### TEXTE PRÉSENTÉ
# # # # # # #

Fernand Missonnier
Mon ami, Fernand Missonnier
Missonnier (Fernand), né à Pradelles (Haute-Loire) le 2 janvier 1908,
décédé à Bruxelles le 24 juillet 1966 - Promotion de l’Ecole Normale Supérieure 1927.
Proviseur du Lycée français de Bruxelles de 1958 à 1966.
Une amitié était née entre nous dès nos premières rencontres, dans la classe d’hypokhâgne du lycée Louis-le-Grand. Elle s’était prolongée et approfondie en une véritable affection, au cours de quarante années. La mort de l’ami ne saurait l’interrompre car elle vit toujours par le souvenir. Combien de fois, depuis la disparition de Fernand Missonnier, ai-je évoqué sa mémoire et me suis-je surpris à reconstituer silencieusement les traits de son visage, à me rappeler un mot de lui, une de ses attitudes, une de ses brusques colères, vite apaisées, un éclat de son rire franc et jeune. Par sa vivacité d’esprit, sa chaleur de cœur sa joyeuse exubérance, ses tristesses parfois, il était l’image de la vie même, dans ce qu’elle a d’imprévu, de spontané et de riche.
Il était venu du lycée du Puy, après avoir remporté à la fois un second prix de version latine et un second prix de version grecque au Concours Général. Son visage, encadré alors de cheveux un peu fous, était illuminé par des yeux de jais, brillants comme la braise, et ressemblait étrangement à celui de son compatriote Jules Vallès, dans le portrait qu’en a laissé Nadar. Sa remarquable facilité à apprendre le dispensait de l’effort qu’imposait à beaucoup d’autres la préparation du concours de l’école: il jouait du violon, chantait à la chorale du lycée, se livrait avec Marcel Mayssounave à de longues parties de pelote basque, aimait le théâtre et le cinéma et faisait connaissance avec Paris.
Nous fûmes cothurnes durant nos trois années d’Ecole et, pendant les vacances, nous nous retrouvions en Anjou chez mes parents, ou en Auvergne dans sa famille, pour les longues randonnées à bicyclette que nous aimions l’un et l’autre. Je connus ses parents, qui menaient, dans un village du Velay, la rude et noble vie des instituteurs de campagne et qui, endeuillés par la mort récente d’un fils aîné, entouraient, avec sa sœur, leur dernier fils d’une affection teintée de fierté. Élève de Jérôme Carcopino, il fut admis, après son agrégation et son service militaire, à l’Ecole française de Rome où il commença la préparation d’une thèse sur les Syriens en Occident au IIIe siècle. Il devait y connaître, chez le cardinal Tisserant dont elle était la nièce, celle qui devint sa femme, et dont la douceur sut donner à cette âme aussi prompte à la tristesse qu’à la gaîté un calme et égal bonheur que vint éclairer, au cours des années, la présence de cinq enfants, trois filles et deux garçons.

# # # # # # #

### OBJECTIF
Selon l'hommage à Fernand Missonnier, quels prix a-t-il remportés au Concours Général avant de quitter le lycée du Puy ? Le matériau qui suit n'est pas nécessaire.

# # # # # # #

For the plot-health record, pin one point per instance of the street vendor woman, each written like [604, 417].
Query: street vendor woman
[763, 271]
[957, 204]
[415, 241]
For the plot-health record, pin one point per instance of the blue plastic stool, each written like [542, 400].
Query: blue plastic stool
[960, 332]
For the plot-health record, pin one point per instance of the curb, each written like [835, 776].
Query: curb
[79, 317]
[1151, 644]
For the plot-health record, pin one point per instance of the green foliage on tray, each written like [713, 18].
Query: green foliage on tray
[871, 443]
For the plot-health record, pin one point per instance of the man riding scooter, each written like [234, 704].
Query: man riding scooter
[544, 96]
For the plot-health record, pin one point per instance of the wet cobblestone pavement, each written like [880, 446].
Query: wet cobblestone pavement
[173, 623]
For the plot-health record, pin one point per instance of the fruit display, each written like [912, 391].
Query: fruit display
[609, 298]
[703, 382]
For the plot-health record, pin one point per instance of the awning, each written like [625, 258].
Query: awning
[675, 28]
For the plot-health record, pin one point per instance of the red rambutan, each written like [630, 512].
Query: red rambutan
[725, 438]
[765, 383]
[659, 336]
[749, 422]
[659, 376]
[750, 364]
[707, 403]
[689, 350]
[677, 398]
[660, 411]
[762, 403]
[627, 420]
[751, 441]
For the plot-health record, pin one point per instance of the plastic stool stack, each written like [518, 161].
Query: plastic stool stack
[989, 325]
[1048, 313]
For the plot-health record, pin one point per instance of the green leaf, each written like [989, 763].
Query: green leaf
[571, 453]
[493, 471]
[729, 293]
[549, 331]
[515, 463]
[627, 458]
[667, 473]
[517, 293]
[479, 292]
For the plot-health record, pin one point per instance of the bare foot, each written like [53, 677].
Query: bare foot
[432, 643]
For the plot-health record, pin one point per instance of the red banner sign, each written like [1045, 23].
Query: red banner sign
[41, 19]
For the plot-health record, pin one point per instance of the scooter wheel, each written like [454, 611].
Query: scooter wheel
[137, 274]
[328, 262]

# # # # # # #

### RÉPONSE FINALE
Un second prix de version latine et un second prix de version grecque.